**Work item:** What you print must match the data line for line.

:::::

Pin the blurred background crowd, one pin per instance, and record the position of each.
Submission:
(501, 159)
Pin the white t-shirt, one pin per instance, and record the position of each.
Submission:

:::::

**Reply to the task:**
Pin the blurred background crowd, one pin per instance, and record the position of each.
Submission:
(501, 159)
Pin the white t-shirt, one pin per instance, and record the position of each.
Submission:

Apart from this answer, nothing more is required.